## [TEXT TO READ]
------------------------

Expert panel says new centre for research integrity would improve Canadian system

Guest Contributor
October 31, 2010

An expert panel charged with assessing the best approaches, mechanisms and practices for ensuring research integrity within universities says the formation of a Canadian Council for Research Integrity (CCRI) is Canada's best option for addressing gaps in the current system. The Expert Panel on Research Integrity, struck by the Council of Canadian Academies (CCA) on behalf of Industry Canada, concludes that such an office would complement the responsibility for enforcement and sanctions currently wielded by the granting councils and universities themselves.

The CCRI would round out a system-wide approach by providing services and information in the areas of promotion (definitions, values, principles) and prevention (best practices and mentoring) — increasingly critical functions in an era of enhanced privacy legislation. The CCRI option was favoured over two other approaches considered by the panel: a legislative approach currently in use in the US and assignment of all responsibilities regarding research integrity to the granting councils.

------------------------

[Entries in the collection]
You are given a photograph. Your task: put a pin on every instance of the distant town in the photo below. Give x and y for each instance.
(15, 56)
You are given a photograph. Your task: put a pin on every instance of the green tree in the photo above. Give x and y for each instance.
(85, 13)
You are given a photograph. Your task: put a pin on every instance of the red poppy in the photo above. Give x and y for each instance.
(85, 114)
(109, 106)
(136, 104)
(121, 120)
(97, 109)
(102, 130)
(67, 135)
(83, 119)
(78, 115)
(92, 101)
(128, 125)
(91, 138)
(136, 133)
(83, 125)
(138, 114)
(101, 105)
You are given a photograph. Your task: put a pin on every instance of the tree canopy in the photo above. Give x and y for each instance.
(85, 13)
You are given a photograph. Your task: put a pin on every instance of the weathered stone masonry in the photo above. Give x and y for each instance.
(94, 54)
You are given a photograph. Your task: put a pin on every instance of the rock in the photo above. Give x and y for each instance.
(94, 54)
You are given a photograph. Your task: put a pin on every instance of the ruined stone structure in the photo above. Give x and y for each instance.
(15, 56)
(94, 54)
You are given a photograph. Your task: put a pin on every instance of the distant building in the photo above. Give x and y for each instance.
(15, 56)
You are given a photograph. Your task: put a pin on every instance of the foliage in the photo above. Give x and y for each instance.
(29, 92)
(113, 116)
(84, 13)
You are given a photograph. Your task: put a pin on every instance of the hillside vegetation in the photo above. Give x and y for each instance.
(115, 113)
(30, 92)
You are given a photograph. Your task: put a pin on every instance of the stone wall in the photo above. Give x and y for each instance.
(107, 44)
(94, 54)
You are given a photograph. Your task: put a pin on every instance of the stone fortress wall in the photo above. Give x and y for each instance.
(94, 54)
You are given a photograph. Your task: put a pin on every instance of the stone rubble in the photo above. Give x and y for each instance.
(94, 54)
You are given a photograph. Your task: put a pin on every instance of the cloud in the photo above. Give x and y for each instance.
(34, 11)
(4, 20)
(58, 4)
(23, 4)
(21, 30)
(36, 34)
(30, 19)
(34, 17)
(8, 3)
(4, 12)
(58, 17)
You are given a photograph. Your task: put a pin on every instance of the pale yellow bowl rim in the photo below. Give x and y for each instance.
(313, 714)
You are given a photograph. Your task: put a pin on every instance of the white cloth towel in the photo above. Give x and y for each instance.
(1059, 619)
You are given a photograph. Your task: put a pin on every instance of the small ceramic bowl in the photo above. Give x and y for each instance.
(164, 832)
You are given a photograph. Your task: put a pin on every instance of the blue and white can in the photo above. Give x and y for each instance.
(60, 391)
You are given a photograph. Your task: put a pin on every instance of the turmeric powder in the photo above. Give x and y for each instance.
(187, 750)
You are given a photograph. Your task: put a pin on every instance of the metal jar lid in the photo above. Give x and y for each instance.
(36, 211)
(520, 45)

------------------------

## [EXERCISE BRIEF]
Write out the portion of the research integrity article that opens with the words containing "Expert panel says" and closes with "and universities themselves.". The rows bear no relation to the research integrity article.

## [SOLVED PROBLEM]
Expert panel says new centre for research integrity would improve Canadian system

Guest Contributor
October 31, 2010

An expert panel charged with assessing the best approaches, mechanisms and practices for ensuring research integrity within universities says the formation of a Canadian Council for Research Integrity (CCRI) is Canada's best option for addressing gaps in the current system. The Expert Panel on Research Integrity, struck by the Council of Canadian Academies (CCA) on behalf of Industry Canada, concludes that such an office would complement the responsibility for enforcement and sanctions currently wielded by the granting councils and universities themselves.